### REQUIREMENT
Rewrite the records from the line containing "Expected: one point per instance of the dark" through the line containing "[[607, 314]]", keeping each request and sample unchanged. Shift every answer point by adding 96 to both of its coordinates.

### INFORMATION PROVIDED
■ ■ ■ ■

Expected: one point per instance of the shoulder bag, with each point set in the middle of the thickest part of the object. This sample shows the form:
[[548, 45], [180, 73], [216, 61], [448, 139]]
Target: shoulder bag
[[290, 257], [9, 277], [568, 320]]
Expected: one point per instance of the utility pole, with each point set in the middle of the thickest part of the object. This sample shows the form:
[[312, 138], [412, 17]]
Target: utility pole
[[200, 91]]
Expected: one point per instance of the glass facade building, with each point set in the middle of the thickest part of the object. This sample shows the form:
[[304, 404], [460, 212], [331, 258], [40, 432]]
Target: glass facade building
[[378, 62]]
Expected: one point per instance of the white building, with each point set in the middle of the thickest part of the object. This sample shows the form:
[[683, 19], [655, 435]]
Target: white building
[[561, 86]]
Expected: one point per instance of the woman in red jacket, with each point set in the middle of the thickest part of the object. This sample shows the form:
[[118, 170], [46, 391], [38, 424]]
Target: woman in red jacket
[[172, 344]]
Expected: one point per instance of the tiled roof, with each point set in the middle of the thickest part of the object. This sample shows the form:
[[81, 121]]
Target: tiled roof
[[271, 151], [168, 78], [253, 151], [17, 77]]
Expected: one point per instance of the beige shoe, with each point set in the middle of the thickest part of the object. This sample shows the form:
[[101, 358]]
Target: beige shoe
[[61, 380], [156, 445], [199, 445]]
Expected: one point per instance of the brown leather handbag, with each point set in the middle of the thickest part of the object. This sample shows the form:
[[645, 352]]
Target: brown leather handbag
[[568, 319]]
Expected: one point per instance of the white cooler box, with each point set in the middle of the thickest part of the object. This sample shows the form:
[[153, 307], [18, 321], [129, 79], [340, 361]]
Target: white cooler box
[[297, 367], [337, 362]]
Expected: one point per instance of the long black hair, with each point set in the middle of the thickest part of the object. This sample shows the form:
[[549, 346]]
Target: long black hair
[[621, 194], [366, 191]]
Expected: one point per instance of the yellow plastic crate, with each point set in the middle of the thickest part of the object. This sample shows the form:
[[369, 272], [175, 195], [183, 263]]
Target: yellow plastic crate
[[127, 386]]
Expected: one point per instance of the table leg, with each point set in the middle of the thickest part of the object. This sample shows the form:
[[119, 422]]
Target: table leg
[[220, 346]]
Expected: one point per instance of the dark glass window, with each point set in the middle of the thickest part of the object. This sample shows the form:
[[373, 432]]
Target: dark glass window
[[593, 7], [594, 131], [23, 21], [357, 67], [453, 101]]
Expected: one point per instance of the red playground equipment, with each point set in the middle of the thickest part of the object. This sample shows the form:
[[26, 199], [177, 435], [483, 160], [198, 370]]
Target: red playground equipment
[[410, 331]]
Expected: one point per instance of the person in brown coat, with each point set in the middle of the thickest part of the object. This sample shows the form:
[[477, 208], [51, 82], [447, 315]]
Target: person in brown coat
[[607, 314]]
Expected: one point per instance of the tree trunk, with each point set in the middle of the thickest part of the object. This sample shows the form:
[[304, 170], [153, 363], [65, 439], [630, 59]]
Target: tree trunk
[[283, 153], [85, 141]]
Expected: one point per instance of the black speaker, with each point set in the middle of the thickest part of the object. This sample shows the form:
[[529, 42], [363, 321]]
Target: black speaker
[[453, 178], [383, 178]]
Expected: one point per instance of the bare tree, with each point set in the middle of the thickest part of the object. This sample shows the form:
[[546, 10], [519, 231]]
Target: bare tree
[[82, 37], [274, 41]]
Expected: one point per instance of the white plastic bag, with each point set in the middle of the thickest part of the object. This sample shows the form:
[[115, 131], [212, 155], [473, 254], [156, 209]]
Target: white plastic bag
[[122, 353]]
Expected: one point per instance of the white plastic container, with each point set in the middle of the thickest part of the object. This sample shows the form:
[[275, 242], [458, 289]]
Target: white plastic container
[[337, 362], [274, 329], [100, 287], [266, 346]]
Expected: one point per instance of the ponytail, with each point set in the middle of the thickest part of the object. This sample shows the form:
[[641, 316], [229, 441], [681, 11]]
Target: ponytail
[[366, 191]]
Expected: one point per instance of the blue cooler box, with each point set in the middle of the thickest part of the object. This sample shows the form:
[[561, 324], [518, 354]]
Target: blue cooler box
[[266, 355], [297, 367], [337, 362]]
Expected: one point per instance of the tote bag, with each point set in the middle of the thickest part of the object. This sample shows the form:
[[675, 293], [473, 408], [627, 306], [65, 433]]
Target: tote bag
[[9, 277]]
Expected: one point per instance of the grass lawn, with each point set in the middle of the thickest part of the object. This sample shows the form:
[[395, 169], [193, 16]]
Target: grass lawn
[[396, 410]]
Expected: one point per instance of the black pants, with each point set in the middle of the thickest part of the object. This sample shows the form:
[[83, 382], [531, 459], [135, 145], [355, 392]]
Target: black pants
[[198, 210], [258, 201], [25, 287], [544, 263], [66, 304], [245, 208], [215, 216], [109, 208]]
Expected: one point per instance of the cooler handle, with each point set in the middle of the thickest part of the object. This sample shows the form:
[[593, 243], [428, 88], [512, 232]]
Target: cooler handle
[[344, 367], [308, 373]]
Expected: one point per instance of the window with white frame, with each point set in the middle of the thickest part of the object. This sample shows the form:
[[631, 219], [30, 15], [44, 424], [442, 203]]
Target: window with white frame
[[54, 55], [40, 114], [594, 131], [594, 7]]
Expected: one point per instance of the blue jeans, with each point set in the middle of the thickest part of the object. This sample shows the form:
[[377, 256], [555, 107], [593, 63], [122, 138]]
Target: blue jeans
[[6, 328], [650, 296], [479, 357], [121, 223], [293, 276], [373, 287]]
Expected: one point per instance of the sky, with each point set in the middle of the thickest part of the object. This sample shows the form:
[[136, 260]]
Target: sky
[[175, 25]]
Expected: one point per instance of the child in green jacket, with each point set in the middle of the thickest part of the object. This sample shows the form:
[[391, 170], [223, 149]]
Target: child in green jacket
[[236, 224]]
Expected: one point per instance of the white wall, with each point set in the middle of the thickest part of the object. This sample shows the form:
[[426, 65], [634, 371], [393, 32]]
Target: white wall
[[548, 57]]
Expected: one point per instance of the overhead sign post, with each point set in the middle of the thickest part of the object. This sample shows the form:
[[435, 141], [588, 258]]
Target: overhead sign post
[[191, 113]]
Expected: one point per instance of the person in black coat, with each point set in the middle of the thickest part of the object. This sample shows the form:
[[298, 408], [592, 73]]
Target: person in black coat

■ ■ ■ ■

### ANSWER TO THE TASK
Expected: one point per instance of the dark glass window, with each point set in the middle of the thickest part of the object. This sample shows the form:
[[373, 432]]
Target: dark glass window
[[689, 103], [690, 227], [119, 117], [453, 163], [549, 197]]
Expected: one point per instance of the red playground equipment, with each point set in the middle of the thickest part of the object. This sample shows the form:
[[26, 199], [177, 435], [483, 160], [198, 370]]
Target: red playground equipment
[[506, 427]]
Expected: one point per instance of the person in brown coat, with each point set in the middle of the thickest part of the object. This sample shows the form:
[[477, 208], [51, 82], [447, 315]]
Target: person in brown coat
[[703, 410]]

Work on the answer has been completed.